◆ Objective 1: In the staffing technology article, reproduce the passage from "1. You invest" to "delays in payroll.".
◆ Objective 2: In the staffing technology article, which two utilities are staffing business basics like payment and billing compared to?
◆ Objective 3: According to the staffing technology article, what do operational specialists in other areas of the business lobby for? List every one.

Beyond the Coolness Factor: Why Staffing Firms Should Reconsider Their Technology Priorities

By Andy Wigderson on

A recruiter’s success depends largely on candidate and client satisfaction, which is why staffing technology priorities tend to focus on improving candidate experience and client service. In fact, there are thousands of tech tools available to do just that.

Unfortunately, back-office processes and operational systems that may be critical to the smooth functioning of the recruiting enterprise too often get pushed to the back burner in favor of all the “cool” tools that excite recruiters and help account managers win more business.

As with utilities like plumbing and electricity, when something goes wrong with staffing business basics like payment and billing, cool front-office tools can’t help you. When payroll is late or riddled with errors, the firm’s reputation can take a nasty hit. When customers question billing accuracy, their satisfaction and brand loyalty are in jeopardy.

Adding a new software solution dedicated to one or even a few back-office functions may offer a short-term fix, but it won’t address long-term needs. If you want to ensure a sustainable difference in your ability to operate more effectively and scale for growth, it may be time to consider a fully integrated enterprise solution.

Battling for Tech Dollars and Focus

Staffing firms spend millions every year on competing technology applications that promise to deliver a better candidate experience or a better match of candidate to corporate culture. Lots of talent acquisition technology options vie for the attention of staffing firms and their limited technology investment dollars.

Staffing leaders face difficult decisions when figuring out where to put their focus. Recruiters tend to vote for automation in candidate engagement, video interviewing, and the ability to communicate more effectively and nurture relationships. Operational specialists in other areas of the business will lobby for better marketing automation, timekeeping systems, or digital onboarding capabilities. These are all good strategies for leveraging technology to increase competitiveness. The problem is that the strategies are often short-sighted and the technologies not necessarily compatible.

Taking an Enterprise View

Most people tend to stay in their own lane, looking for opportunities to improve the way they do their jobs and achieve their specific goals. They do not necessarily think about how the actions and priorities of others can impact their jobs nor how their agendas affect others or the enterprise as a whole. Consider these scenarios from the recruiter’s point of view:

  1. You invest in a great mobile technology that makes it easy for applicants to engage with you on the go, but the tech directs them back to your website to complete a traditional application or a lengthy assessment.
  2. You deliver a fast and frictionless candidate experience that culminates in a complicated onboarding process.
  3. You introduce a sleek new timekeeping application without upgrading legacy back-office processes that may struggle with data transfer and lead to mistakes or delays in payroll.

◆ Recorded information:
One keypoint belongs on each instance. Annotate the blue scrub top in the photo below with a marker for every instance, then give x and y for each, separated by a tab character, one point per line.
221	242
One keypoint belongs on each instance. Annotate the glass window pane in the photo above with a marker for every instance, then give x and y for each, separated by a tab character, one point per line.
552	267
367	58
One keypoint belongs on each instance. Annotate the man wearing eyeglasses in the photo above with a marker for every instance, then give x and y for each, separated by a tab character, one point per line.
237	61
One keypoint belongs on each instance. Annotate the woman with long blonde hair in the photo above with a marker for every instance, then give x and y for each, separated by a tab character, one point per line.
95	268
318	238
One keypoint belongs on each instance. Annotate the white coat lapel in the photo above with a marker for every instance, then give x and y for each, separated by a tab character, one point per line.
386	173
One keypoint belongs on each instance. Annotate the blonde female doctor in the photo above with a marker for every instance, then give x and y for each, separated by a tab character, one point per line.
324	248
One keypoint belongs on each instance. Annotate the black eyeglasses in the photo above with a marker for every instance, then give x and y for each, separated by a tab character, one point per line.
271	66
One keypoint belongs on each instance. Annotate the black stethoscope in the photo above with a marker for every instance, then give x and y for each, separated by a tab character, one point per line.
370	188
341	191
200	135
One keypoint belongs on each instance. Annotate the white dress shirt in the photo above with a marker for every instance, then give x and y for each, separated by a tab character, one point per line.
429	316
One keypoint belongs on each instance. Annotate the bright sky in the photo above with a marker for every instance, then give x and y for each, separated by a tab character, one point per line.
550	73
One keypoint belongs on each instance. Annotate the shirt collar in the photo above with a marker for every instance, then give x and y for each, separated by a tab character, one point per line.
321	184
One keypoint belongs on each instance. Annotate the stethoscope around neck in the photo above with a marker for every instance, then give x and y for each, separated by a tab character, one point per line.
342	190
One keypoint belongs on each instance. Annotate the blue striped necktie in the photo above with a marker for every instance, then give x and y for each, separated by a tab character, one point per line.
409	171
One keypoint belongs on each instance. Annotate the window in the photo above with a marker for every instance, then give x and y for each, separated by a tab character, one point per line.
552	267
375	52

◆ Correct answer 1:
1. You invest in a great mobile technology that makes it easy for applicants to engage with you on the go, but the tech directs them back to your website to complete a traditional application or a lengthy assessment.
  2. You deliver a fast and frictionless candidate experience that culminates in a complicated onboarding process.
  3. You introduce a sleek new timekeeping application without upgrading legacy back-office processes that may struggle with data transfer and lead to mistakes or delays in payroll.

◆ Correct answer 2: Plumbing and electricity.

◆ Correct answer 3:
- Better marketing automation
- Timekeeping systems
- Digital onboarding capabilities